Say understood human
nature and the fact that people tend to be rational but are
not omniscient. It follows that overproduction of particular
commodities, by individuals firms and producers, is possible
when mistakes have been made. The glut of a specific
commodity can arise from its production in excessive
abundance outrunning the total demand for it or from the
shortfall in the production of other commodities. A glut
can only take place temporarily when too many means of
production are applied to one type of product and not enough
to others. This type of disequilibrium is normally quickly
remedied in a free market economy as market incentives and
rational self-interest lead to adjustments in production,
prices, marketing strategies, and so on. People have a
rational self-interest in correcting their errors.
What about savings?

Record extracts>
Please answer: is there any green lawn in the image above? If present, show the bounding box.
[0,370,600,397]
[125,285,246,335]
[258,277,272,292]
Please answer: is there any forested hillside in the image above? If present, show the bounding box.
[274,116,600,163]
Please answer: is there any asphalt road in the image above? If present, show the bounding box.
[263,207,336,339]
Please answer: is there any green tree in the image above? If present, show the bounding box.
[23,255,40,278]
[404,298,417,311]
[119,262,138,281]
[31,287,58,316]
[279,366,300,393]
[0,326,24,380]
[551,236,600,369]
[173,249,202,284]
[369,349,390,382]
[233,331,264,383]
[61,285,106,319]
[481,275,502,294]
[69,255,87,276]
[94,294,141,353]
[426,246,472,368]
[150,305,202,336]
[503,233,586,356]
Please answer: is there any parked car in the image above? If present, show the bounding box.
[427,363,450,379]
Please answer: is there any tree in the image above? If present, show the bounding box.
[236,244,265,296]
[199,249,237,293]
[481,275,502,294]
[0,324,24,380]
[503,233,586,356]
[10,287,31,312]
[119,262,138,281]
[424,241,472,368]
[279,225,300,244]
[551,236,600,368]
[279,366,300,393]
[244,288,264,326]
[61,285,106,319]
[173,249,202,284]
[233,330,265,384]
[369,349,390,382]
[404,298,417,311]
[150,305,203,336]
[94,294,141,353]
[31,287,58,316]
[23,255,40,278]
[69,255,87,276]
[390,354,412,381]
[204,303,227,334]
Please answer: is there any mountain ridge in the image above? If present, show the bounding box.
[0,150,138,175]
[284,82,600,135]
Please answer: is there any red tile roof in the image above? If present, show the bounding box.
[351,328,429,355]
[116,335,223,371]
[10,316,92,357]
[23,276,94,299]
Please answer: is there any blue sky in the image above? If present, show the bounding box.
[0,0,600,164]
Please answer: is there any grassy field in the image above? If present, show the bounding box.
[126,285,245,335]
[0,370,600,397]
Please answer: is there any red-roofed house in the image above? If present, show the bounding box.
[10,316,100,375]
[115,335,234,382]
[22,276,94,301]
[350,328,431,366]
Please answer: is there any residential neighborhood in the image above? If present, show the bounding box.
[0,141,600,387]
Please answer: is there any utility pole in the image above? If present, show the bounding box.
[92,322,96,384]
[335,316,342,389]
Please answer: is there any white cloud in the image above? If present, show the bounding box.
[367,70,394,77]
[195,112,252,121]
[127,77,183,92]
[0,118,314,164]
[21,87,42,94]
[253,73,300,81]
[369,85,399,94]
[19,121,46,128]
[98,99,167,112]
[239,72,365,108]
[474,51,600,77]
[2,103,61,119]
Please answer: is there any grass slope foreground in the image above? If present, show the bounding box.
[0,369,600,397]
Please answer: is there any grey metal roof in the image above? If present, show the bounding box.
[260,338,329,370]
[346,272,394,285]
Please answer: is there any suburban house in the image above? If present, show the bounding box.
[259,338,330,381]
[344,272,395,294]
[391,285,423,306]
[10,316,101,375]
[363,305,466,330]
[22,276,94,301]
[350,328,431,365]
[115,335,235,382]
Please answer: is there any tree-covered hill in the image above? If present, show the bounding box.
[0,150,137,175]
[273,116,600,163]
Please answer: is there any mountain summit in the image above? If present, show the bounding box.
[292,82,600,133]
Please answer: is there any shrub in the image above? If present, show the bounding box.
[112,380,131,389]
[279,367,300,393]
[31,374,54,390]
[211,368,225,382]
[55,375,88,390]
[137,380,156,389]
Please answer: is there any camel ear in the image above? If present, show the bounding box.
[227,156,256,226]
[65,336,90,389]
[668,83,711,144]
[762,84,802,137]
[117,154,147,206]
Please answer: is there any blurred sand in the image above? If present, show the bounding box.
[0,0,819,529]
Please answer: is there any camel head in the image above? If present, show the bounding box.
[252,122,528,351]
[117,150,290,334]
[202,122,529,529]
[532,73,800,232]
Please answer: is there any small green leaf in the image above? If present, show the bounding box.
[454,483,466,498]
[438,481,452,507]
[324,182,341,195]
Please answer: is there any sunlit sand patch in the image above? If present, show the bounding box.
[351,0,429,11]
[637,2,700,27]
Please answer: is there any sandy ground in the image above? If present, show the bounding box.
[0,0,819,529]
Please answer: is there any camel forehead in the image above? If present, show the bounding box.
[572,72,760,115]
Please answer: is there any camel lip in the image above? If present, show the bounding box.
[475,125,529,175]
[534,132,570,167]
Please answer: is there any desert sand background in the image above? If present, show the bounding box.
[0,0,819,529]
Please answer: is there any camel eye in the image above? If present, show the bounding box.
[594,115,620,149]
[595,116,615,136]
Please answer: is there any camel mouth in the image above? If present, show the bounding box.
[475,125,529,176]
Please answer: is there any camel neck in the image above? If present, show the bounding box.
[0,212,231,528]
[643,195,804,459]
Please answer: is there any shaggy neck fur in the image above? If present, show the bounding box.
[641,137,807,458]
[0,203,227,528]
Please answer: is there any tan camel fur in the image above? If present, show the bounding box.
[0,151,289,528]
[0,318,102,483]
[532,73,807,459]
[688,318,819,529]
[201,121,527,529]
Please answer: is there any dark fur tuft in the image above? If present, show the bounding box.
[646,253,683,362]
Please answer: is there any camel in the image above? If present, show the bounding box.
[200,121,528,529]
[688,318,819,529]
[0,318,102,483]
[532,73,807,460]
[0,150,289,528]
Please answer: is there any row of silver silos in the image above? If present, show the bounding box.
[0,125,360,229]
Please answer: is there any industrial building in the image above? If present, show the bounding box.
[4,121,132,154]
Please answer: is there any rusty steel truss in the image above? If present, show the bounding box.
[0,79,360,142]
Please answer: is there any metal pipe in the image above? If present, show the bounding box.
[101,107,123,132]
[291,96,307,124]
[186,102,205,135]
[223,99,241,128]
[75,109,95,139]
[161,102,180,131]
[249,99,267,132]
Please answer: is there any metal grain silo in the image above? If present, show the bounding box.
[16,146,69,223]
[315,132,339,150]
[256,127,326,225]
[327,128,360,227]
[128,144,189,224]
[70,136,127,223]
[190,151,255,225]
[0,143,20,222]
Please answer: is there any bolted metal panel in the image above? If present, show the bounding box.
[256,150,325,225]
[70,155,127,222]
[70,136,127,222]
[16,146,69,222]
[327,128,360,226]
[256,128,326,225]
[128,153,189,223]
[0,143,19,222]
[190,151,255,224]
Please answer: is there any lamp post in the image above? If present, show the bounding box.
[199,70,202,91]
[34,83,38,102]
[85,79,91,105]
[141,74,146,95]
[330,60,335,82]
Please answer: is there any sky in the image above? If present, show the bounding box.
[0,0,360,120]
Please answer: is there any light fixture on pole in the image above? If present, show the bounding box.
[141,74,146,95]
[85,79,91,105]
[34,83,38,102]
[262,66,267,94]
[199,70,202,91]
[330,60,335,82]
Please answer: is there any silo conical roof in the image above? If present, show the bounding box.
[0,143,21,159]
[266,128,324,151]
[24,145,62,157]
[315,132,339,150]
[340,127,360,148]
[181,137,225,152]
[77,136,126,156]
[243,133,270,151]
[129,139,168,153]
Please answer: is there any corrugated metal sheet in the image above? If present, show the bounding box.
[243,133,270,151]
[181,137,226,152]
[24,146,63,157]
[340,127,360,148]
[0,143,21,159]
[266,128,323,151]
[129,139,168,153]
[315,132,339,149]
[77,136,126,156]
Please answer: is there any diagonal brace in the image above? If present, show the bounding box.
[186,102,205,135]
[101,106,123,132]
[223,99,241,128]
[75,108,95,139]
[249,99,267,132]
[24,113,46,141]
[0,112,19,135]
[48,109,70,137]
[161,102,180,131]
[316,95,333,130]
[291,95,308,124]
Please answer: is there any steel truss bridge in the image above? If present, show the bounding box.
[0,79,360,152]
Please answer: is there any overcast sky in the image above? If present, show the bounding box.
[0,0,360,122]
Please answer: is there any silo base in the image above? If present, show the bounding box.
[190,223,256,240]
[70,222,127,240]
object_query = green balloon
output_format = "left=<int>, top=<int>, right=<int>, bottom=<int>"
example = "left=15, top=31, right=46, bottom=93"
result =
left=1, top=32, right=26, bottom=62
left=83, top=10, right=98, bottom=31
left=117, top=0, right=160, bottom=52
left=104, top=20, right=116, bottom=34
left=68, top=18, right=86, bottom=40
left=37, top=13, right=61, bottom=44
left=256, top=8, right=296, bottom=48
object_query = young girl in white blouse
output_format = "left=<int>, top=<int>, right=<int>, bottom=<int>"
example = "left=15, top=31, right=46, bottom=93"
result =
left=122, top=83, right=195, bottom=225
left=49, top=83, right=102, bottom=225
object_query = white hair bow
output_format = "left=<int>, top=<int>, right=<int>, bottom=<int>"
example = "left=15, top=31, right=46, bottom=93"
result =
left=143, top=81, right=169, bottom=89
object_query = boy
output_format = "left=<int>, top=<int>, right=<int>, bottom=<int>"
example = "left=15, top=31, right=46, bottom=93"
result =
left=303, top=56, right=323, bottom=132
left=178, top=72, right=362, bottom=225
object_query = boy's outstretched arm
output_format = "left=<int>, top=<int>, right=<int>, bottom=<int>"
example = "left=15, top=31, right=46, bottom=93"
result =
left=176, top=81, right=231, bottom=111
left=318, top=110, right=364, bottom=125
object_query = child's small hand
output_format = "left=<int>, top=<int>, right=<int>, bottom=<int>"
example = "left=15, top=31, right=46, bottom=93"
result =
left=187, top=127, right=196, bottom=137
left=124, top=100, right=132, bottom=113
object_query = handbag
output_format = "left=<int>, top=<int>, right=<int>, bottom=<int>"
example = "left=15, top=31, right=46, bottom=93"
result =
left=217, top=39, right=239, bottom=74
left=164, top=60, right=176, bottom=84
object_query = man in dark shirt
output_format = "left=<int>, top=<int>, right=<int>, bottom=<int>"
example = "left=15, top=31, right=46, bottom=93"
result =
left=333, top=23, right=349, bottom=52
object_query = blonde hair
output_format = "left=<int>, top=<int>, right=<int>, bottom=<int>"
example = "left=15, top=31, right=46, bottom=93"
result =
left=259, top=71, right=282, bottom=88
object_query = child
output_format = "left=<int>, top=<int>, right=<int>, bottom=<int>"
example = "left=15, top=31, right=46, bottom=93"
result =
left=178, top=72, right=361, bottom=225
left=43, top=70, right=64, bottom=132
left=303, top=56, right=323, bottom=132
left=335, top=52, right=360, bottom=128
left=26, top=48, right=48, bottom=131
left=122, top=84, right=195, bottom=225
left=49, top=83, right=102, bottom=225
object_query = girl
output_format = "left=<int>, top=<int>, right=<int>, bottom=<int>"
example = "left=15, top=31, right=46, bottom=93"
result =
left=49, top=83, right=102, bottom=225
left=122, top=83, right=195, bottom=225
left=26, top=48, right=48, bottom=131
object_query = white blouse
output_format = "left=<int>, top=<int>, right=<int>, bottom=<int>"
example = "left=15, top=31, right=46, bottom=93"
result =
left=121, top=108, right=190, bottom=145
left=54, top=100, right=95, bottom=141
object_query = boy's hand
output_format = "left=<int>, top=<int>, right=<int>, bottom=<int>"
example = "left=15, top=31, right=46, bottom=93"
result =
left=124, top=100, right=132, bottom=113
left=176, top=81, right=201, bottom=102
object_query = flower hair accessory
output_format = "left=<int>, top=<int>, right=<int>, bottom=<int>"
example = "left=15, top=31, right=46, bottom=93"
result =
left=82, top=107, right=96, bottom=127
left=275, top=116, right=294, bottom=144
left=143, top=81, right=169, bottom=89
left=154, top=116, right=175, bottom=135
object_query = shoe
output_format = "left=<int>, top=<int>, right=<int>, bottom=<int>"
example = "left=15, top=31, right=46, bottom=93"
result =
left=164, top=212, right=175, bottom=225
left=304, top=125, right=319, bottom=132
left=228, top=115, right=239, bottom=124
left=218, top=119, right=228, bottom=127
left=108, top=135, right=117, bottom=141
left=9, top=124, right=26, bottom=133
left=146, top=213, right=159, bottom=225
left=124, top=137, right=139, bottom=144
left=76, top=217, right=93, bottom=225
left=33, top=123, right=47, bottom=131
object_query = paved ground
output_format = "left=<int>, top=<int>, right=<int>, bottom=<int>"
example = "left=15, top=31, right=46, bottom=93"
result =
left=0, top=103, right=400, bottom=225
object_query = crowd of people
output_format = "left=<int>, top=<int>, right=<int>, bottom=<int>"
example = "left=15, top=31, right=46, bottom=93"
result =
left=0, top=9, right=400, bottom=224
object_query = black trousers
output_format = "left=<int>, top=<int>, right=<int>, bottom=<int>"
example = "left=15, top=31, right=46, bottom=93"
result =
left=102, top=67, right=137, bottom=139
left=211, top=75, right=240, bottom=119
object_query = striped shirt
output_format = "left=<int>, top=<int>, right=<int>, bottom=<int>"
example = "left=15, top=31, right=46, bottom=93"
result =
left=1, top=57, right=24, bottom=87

What to work on>
In the passage above on gluts and a free market economy, what things does it name as being adjusted in response to market incentives and rational self-interest?

Reply>
production, prices, marketing strategies